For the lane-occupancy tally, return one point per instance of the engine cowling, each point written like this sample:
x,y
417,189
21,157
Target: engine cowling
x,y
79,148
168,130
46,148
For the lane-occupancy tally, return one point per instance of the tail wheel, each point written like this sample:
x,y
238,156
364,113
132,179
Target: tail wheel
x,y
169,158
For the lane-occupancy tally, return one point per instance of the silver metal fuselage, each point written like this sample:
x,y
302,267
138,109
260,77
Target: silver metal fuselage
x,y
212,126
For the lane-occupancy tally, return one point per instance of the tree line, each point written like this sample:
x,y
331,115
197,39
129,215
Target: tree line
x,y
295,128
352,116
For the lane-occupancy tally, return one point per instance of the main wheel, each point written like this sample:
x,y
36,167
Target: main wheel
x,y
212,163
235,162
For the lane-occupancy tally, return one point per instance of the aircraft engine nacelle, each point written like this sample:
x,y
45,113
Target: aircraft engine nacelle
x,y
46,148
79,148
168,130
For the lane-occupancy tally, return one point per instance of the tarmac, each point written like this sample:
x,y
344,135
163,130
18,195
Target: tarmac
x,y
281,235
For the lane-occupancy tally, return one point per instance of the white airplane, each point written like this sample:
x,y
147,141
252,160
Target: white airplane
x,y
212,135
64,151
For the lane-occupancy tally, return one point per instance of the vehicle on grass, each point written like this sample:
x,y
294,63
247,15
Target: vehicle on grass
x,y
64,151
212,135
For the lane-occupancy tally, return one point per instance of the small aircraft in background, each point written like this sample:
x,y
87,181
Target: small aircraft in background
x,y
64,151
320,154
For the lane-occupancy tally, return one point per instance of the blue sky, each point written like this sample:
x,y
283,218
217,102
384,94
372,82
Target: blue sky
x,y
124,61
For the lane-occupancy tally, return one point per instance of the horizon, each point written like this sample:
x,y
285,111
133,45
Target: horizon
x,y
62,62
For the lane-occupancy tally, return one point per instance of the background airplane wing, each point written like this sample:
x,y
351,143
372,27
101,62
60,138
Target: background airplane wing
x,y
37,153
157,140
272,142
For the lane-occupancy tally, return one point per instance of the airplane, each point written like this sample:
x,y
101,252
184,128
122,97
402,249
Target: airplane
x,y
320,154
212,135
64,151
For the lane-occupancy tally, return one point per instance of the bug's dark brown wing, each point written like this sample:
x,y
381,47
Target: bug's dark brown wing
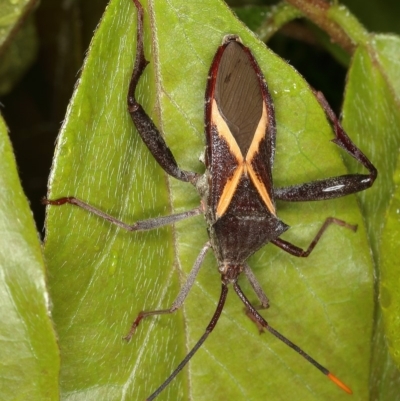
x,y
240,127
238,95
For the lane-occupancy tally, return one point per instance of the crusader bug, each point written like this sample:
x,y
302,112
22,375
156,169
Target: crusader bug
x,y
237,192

________________________________________

Extract the full listing exactly, with the pictures left out.

_Result of this task_
For the lane-occupancy tally, return one point per instance of the engine cowling, each point written like this sample:
x,y
417,189
21,157
Target: engine cowling
x,y
79,148
168,130
46,148
For the lane-occupancy tally, return one point per instance of the tail wheel, each point written like this sample:
x,y
238,156
364,113
132,179
Target: tail wheel
x,y
169,158
For the lane-occupancy tally, return one point per instance of the silver metal fuselage, each point written like this sample:
x,y
302,267
138,109
260,77
Target: silver metal fuselage
x,y
212,126
For the lane-occupancy tally, return one point per instance of the tree line, each point written like this sample:
x,y
331,115
197,39
129,215
Target: tree line
x,y
295,128
352,116
For the lane-occupancy tally, return one point per instance of the main wheel, each point written like this sample:
x,y
36,167
Target: main wheel
x,y
212,163
235,162
For the lane-occupancy tally, return one point per instance of the aircraft engine nacelle, each point written like this sample:
x,y
45,113
Target: aircraft engine nacelle
x,y
46,148
79,148
168,130
For the lane-occupancy tally, return one point per instance of the tarmac, each point written like this sample:
x,y
344,135
163,130
18,195
Target: tarmac
x,y
281,235
For the lane-occupancy tally, return one point per instance of the white airplane, each point written like this sample:
x,y
147,141
252,160
Target: white airplane
x,y
212,135
64,151
For the lane-occupancy tally, return one point per instance of the vehicle on grass, each point written like this sample:
x,y
294,63
247,15
Target: vehicle on grass
x,y
64,151
212,135
For the lane-occupancy tally, return one point per instance of the small aircraft in background, each point written like this sample:
x,y
87,181
Target: small aircraft in background
x,y
64,151
320,154
For the lane-occupancy tally, return one point per instance of the blue sky, each point written like this sample:
x,y
283,218
217,102
384,94
372,82
Target: blue sky
x,y
124,61
For the lane-occupancy tally, return one point per instance of the horizon, each point written like this sample:
x,y
285,111
133,45
Target: horizon
x,y
62,62
For the lane-occupancy tally, return one point per instance of the background airplane wing, each point written like this sample:
x,y
351,143
372,27
101,62
60,138
Target: background airplane wing
x,y
37,153
157,140
272,142
For the lane-occupancy tally, return one point per instance of the airplane, each point written like this sample:
x,y
101,252
184,128
122,97
402,249
Target: airplane
x,y
320,154
212,135
64,151
For the lane-occupancy tally, return one point per instance of the bug's dark brown wing, each point written like this sample:
x,y
381,47
Target: bug's dark brown wing
x,y
240,127
238,95
For the lane-occupancy tally, return one point per instance of the crusader bug, each point written like this sample:
x,y
302,112
22,375
156,169
Target: crusader bug
x,y
237,192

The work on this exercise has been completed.